# start of Data

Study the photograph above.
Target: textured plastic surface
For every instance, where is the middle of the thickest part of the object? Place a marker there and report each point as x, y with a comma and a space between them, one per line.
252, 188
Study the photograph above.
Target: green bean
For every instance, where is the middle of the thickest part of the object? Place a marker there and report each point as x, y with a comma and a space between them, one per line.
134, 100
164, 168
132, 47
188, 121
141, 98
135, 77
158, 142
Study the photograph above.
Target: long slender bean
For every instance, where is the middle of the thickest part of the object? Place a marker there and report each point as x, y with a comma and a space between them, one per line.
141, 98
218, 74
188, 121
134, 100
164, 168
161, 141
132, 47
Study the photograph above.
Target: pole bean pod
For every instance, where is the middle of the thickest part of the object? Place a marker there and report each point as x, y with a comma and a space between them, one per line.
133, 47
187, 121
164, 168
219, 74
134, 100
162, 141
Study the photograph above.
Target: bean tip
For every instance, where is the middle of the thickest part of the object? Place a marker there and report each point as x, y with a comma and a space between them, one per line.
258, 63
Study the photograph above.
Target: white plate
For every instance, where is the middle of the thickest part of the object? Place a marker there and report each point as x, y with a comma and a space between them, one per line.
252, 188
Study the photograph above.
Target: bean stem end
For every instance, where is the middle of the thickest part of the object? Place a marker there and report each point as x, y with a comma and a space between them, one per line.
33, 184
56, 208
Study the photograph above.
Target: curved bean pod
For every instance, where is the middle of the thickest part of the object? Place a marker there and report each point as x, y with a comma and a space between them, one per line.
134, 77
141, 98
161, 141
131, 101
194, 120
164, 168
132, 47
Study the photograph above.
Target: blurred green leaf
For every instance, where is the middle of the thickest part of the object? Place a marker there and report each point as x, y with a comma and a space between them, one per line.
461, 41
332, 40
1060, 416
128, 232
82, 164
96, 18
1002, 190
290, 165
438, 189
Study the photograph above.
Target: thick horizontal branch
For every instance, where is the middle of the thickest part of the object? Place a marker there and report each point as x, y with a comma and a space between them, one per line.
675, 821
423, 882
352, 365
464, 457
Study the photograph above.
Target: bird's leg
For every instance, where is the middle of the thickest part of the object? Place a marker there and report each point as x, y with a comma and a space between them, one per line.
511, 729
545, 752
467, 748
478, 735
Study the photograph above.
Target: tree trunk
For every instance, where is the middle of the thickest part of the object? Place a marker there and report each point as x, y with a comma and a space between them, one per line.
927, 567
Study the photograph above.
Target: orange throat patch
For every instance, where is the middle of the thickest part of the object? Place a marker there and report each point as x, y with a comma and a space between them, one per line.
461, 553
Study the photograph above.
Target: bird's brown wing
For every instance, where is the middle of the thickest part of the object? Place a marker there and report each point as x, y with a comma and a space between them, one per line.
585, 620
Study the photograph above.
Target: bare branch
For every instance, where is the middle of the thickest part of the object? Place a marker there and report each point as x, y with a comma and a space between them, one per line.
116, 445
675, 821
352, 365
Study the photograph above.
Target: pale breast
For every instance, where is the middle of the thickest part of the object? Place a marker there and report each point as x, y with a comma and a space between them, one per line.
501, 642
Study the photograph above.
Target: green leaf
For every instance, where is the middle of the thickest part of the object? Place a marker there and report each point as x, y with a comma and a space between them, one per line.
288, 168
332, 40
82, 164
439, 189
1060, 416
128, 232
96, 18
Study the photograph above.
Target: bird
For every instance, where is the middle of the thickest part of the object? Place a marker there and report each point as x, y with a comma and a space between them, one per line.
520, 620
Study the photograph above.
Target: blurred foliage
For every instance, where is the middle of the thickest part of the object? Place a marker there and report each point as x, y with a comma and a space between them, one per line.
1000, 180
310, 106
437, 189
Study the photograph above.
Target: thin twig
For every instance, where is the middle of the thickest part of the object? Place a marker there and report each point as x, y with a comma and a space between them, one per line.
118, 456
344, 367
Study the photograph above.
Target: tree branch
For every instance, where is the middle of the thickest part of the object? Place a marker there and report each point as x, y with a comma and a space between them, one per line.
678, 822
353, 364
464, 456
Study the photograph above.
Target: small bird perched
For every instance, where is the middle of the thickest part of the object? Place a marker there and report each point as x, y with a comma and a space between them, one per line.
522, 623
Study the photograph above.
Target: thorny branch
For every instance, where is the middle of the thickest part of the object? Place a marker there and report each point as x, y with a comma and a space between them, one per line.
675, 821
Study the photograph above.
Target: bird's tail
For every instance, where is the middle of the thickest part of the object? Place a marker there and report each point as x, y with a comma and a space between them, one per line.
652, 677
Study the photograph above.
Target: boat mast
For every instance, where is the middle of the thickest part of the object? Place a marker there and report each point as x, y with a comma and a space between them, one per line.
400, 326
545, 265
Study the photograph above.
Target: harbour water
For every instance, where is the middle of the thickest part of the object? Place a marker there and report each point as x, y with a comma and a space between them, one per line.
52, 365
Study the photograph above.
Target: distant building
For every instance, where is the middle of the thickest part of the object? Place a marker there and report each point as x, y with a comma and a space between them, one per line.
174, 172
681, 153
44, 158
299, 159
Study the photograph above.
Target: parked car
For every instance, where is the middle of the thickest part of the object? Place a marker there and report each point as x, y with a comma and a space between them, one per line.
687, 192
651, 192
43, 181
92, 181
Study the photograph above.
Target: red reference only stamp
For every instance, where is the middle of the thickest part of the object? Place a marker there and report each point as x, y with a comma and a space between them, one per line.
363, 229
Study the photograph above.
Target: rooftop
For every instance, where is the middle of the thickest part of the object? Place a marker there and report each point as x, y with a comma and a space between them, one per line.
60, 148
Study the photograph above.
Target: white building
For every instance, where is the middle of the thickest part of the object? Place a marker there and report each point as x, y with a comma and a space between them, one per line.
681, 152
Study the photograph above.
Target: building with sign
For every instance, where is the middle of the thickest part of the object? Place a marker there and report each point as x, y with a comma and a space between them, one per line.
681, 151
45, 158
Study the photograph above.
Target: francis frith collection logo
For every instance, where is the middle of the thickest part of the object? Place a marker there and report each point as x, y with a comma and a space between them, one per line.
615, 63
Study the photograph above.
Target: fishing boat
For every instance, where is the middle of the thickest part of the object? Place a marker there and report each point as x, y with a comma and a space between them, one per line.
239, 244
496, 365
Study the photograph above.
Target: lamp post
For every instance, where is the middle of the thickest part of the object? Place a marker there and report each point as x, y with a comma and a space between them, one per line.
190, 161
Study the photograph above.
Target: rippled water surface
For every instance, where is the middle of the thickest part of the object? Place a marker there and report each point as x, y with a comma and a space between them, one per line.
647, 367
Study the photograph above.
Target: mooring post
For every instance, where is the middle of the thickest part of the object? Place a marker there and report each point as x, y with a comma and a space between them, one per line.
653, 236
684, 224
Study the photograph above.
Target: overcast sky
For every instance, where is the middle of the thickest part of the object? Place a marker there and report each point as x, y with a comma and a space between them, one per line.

# end of Data

▸ **The problem**: Copy out all the entries shown above, character for character.

▸ **Result of the exercise**:
Study the photograph above.
Target: textured plastic surface
For every instance, where is the middle of the thickest part of the object? Place a marker there and report each point as x, y with a comma and a space between them, one per line.
252, 188
Study the photograph above.
Target: green bean
For every instance, where is the middle of the thickest part of the object? Place a marker there and report each point as x, y with a comma and a space between them, one per line.
134, 100
164, 168
132, 47
188, 121
141, 98
135, 77
158, 142
Study the photograph above.
Target: long slender bean
For every instance, where is the middle of the thickest part of the object? Place a marker there and report each point as x, y with a comma and a space between them, one per line.
141, 98
218, 74
188, 121
134, 100
164, 168
161, 141
132, 47
Study the photograph above.
Target: pole bean pod
For every instance, where is the middle of the thickest part of the object? Place a marker there and report each point as x, y with a comma and a space between them, one per line.
133, 47
187, 121
164, 168
219, 74
134, 100
162, 141
Study the photograph above.
Target: bean tip
For every instance, where is the middle of the thickest part of the object? Place a marker there and report each point as x, y with a comma and a space between them, one per line.
258, 63
Study the photograph above.
Target: white plate
For every instance, where is the middle of the thickest part of the object? Place a marker there and report each point as x, y with a comma and a space between them, one per line.
252, 188
Study the photograph above.
Target: bean stem end
For every instance, where is the middle of the thickest part of the object? Place a marker there and report each point as x, y with a comma and a space between them, one per line.
33, 184
56, 208
Study the photograph above.
Target: curved bean pod
For every instance, where is the middle of the thickest part of the object? Place a marker there and report each point as x, y with a comma and a space between them, one per line.
134, 77
141, 98
161, 141
131, 101
194, 120
164, 168
132, 47
Study the photograph above.
Target: blurred green leaf
For every instance, where is the middle of the thickest part of the object? Place a marker there and report each point as x, y with a comma and a space between them, one per line.
461, 41
332, 40
1060, 416
128, 232
82, 164
96, 18
1002, 190
290, 165
438, 189
Study the photograph above.
Target: thick horizontal branch
For every instance, where is the middle of the thickest part of the object? Place a marker there and report each point as x, y with a comma and a space between them, one per line.
675, 821
423, 882
352, 365
464, 457
Study the photograph above.
Target: bird's leg
For every instance, where is the middle of the thickest part of the object? Place a marker there and report each point as x, y with a comma and a space between them, one per line.
511, 729
545, 752
467, 748
478, 735
Study the photograph above.
Target: tree trunk
For every instance, where is the middle of the thickest part of the object? Place a marker there and report each point as x, y with a comma and a space between them, one per line.
927, 567
Study the photograph above.
Target: orange throat patch
For every instance, where is the middle of the thickest part of the object? Place a marker there and report each point as x, y with a comma and a space between them, one per line.
461, 553
Study the photograph above.
Target: bird's brown wing
For every instance, where is the middle of the thickest part of the object? Place a marker there and report each point as x, y with a comma and a space between them, one per line.
585, 620
Study the photograph above.
Target: bare branch
For every instance, where is the middle of the thickest part of the object? Place a marker there and report each point as x, y with a comma and a space between them, one per line.
116, 445
675, 821
352, 365
Study the photograph above.
Target: pale breast
For every instance, where is the middle of the thickest part of the object? Place a marker there and report each point as x, y with a comma and a space between them, one per line.
501, 642
Study the photograph above.
Target: green leaf
For every instance, where is the middle of the thickest part of the object? Place a marker there and report each point as x, y with a comma and a space between them, one per line.
288, 168
332, 40
82, 164
439, 189
1060, 416
128, 232
96, 18
Study the photograph above.
Target: bird
For every instance, where is the middle of the thickest part of the object? Place a marker there and report each point as x, y with a comma and a space between them, one per line.
520, 620
Study the photograph above.
Target: blurred foliage
For every instance, where is the middle of the thickest part of the object? Place a marker there and report each point as x, y with a comma and a space between them, one per line.
1000, 180
310, 106
437, 189
Study the photograph above.
Target: thin twig
For every instance, where is the middle of the thickest part of the object? Place a marker there and report each point as x, y with a comma and a space between them, one per line.
118, 456
344, 367
Study the photograph above.
Target: tree branch
For every instance, where is the middle of the thickest part of the object? Place a marker there and report each point as x, y with a comma and a space between them, one per line.
678, 822
353, 364
464, 456
Study the photograph above.
Target: small bird perched
For every instance, where is the middle of the thickest part of the object? Place a marker there and report each point as x, y with a comma and a space between them, one per line.
522, 623
Study the photograph above.
Target: thorny branch
For every instance, where is the middle of the thickest part of the object? Place a marker there and report each point as x, y with a comma and a space between them, one per line.
675, 821
Study the photograph above.
Target: bird's tail
For every instance, where is the middle of the thickest part of the object? Place a marker there and report each point as x, y with a comma and a space between them, one per line.
652, 677
Study the photograph above.
Target: boat mast
For every instance, where is the middle of the thickest part of the object? Place a marker there and report each point as x, y with a comma and a space between them, one per line.
400, 326
545, 265
Study the photograph above.
Target: harbour water
For every instance, where is the middle of the thickest part of the object? Place a marker there and report each point as x, y with a comma and a space between them, one per line.
52, 365
Study the photograph above.
Target: distant building
For every instance, where is the middle of the thickest part of the object? Place a marker there and report each point as x, y with a comma and a space between them, one per line.
174, 172
681, 153
44, 158
299, 159
Study the photograph above.
Target: parked car
For every instance, where is the middle of the thickest part of the object? Place a marker there and report each point as x, y with a comma and a space between them, one per line.
687, 192
651, 192
43, 181
92, 181
Study the photograph above.
Target: red reference only stamp
For every instance, where is the middle of the thickest part of the object? Place a marker there and report each point as x, y with a comma and a space between them, one per line.
363, 229
Study the photograph above.
Target: rooftop
For every instance, where is the middle of the thickest part of the object? Place a marker there and report each point as x, y with a comma and a space between them, one per line.
60, 148
Study the photograph above.
Target: white building
For every instance, where is the middle of the thickest part of the object? Place a marker there and report each point as x, y with a comma and a space between them, one per line.
681, 152
Study the photograph above.
Target: building with sign
For every instance, where is the middle of the thickest part of the object? Place a marker there and report each point as x, y with a comma and a space between them, one per line.
681, 151
45, 158
Study the photograph above.
Target: francis frith collection logo
For every instance, where is the middle of the thickest part of the object? Place a marker there and report each point as x, y with a comma and a space between them, one per line.
615, 63
Study the photograph above.
Target: fishing boat
For every instance, where is the middle of the thickest part of the object? Place a marker there and report each point as x, y with a comma and a space between them, one per line.
239, 244
496, 365
Study the photograph above.
Target: lamp post
For every instance, where is the middle of the thickest part of the object? Place a marker there and report each point as x, y with a comma and a space between them, one per line.
190, 161
Study the photograph above.
Target: rippled water surface
For every instance, where is the middle of the thickest part of the object? Place a marker there and report each point as x, y with a comma and a space between them, one per line.
647, 367
Study the photograph above.
Target: mooring post
For every instance, where is the middle of the thickest part of the object? Place a marker there and report each point as x, y with a comma and a space between them, one per line.
653, 236
684, 224
Study the photograph above.
Target: overcast sky
For every instance, where is the middle of the thickest part of the object? Place a marker there and report each point as x, y with a comma and a space between them, one per line.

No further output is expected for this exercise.